>>

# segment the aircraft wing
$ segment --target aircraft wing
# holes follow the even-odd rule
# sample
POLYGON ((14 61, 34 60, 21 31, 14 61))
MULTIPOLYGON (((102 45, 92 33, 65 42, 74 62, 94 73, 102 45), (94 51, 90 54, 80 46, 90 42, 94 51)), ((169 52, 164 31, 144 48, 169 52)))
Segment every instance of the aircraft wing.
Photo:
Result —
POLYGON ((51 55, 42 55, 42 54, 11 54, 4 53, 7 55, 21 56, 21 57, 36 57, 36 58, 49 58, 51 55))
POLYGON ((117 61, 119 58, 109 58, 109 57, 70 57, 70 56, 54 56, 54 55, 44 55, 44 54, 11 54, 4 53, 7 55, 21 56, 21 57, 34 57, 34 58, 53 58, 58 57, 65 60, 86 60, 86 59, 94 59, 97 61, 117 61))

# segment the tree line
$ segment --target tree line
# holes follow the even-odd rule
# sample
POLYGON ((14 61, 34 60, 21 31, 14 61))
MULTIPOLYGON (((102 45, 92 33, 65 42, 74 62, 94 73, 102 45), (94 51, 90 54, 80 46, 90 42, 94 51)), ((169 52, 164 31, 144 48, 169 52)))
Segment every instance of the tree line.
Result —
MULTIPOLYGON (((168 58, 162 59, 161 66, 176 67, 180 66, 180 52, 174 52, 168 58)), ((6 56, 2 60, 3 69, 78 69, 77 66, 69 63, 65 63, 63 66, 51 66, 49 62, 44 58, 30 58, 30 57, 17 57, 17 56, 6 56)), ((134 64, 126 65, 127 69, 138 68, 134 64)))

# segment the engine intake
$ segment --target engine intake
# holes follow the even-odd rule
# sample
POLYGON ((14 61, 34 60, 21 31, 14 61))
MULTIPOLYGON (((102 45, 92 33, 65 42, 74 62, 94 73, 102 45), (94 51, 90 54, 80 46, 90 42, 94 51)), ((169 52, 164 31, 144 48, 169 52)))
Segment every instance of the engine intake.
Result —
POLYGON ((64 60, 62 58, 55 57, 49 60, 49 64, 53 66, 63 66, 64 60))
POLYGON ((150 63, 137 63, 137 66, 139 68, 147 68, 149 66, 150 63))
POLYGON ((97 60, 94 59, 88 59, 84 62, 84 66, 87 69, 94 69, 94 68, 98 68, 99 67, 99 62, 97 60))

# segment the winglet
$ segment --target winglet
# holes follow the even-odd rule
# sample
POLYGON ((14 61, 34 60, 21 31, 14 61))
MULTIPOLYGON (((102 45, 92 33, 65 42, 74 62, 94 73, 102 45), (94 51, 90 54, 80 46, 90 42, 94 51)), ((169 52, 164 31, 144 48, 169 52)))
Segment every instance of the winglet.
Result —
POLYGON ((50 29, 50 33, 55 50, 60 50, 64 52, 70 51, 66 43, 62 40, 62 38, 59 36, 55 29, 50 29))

<<

SHORT EXERCISE:
Update the lines above by replacing "Segment every instance" with "Outline each instance" wherever it appears, leaving everything else as it is.

SOLUTION TO THE PROBLEM:
# segment the aircraft wing
$ segment --target aircraft wing
# holes follow the even-odd rule
# sample
POLYGON ((14 61, 34 60, 21 31, 14 61))
MULTIPOLYGON (((102 45, 92 33, 65 42, 74 62, 94 73, 102 45), (94 51, 90 54, 80 46, 90 42, 94 51)), ((169 52, 164 31, 144 48, 169 52)))
Outline each instance of the aircraft wing.
Photo:
Result —
POLYGON ((51 55, 42 55, 42 54, 11 54, 4 53, 7 55, 21 56, 21 57, 36 57, 36 58, 49 58, 51 55))
POLYGON ((117 61, 119 58, 109 58, 109 57, 70 57, 70 56, 54 56, 54 55, 44 55, 44 54, 11 54, 4 53, 7 55, 21 56, 21 57, 34 57, 34 58, 53 58, 58 57, 65 60, 86 60, 86 59, 94 59, 97 61, 117 61))

# segment the tree line
$ segment --target tree line
# holes follow the even-odd rule
# sample
POLYGON ((14 61, 34 60, 21 31, 14 61))
MULTIPOLYGON (((102 45, 92 33, 65 42, 74 62, 94 73, 102 45), (94 51, 90 54, 80 46, 90 42, 94 51)), ((169 52, 164 31, 144 48, 169 52)))
Outline each instance of the tree line.
Result —
MULTIPOLYGON (((168 58, 162 59, 161 66, 176 67, 180 66, 180 52, 174 52, 168 58)), ((6 56, 2 60, 3 69, 78 69, 77 66, 69 63, 65 63, 63 66, 51 66, 49 62, 44 58, 30 58, 30 57, 17 57, 17 56, 6 56)), ((134 64, 126 65, 127 69, 138 68, 134 64)))

# segment the engine intake
$ segment --target engine intake
# holes follow the even-odd rule
# sample
POLYGON ((14 61, 34 60, 21 31, 14 61))
MULTIPOLYGON (((102 45, 92 33, 65 42, 74 62, 94 73, 102 45), (94 51, 90 54, 80 46, 90 42, 94 51)), ((169 52, 164 31, 144 48, 169 52)))
Outline each instance of the engine intake.
Result —
POLYGON ((64 60, 62 58, 55 57, 49 60, 49 64, 53 66, 63 66, 64 60))
POLYGON ((150 63, 137 63, 137 66, 139 68, 147 68, 149 66, 150 63))
POLYGON ((97 60, 94 59, 88 59, 84 62, 84 66, 87 69, 94 69, 94 68, 98 68, 99 67, 99 62, 97 60))

# segment the winglet
$ segment --target winglet
# holes follow the even-odd rule
# sample
POLYGON ((14 61, 34 60, 21 31, 14 61))
MULTIPOLYGON (((102 45, 92 33, 65 42, 74 62, 94 73, 102 45), (94 51, 90 54, 80 46, 90 42, 94 51)), ((169 52, 164 31, 144 48, 169 52)))
Outline each instance of the winglet.
Result —
POLYGON ((50 29, 50 33, 55 50, 60 50, 64 52, 70 51, 66 43, 62 40, 62 38, 59 36, 55 29, 50 29))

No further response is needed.